## Input
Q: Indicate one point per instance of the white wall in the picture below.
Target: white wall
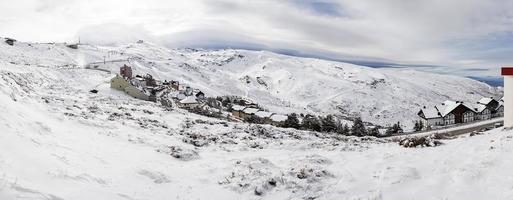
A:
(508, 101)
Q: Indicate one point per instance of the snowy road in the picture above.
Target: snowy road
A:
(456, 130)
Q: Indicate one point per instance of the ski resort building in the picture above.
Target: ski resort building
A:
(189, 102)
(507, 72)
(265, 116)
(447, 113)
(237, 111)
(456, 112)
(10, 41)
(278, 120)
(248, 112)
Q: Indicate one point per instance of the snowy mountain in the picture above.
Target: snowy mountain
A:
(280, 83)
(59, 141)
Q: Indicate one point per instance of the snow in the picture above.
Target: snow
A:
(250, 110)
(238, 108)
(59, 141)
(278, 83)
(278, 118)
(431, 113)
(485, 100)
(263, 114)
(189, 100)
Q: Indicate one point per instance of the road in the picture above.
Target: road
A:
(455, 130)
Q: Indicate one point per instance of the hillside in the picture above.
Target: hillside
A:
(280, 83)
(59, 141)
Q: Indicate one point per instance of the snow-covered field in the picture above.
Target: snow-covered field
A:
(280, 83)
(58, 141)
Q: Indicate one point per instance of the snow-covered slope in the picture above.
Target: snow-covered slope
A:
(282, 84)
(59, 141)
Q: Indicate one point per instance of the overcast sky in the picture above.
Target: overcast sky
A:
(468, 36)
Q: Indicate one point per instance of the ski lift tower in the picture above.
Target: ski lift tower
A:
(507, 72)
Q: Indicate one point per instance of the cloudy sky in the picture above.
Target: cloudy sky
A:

## Work required
Rewrite the lines above, from the line containing "Q: Indicate one point per instance of the snow-covered slope" through the final line, and shift every coordinate in the answers by adding 102 to it.

## Exercise solution
Q: Indicate one point per instance of the snow-covered slope in the picture above.
Target: snow-covered slope
A:
(384, 186)
(161, 243)
Q: Indicate one point per instance of the overcast sky in the picture above.
Target: overcast sky
A:
(570, 138)
Q: Indicate one point per instance of the ski lift tower in the picture above.
Target: ski lift tower
A:
(609, 174)
Q: Indicate one point per instance of the cloudy sky in the picture above.
Target: cloudy sky
A:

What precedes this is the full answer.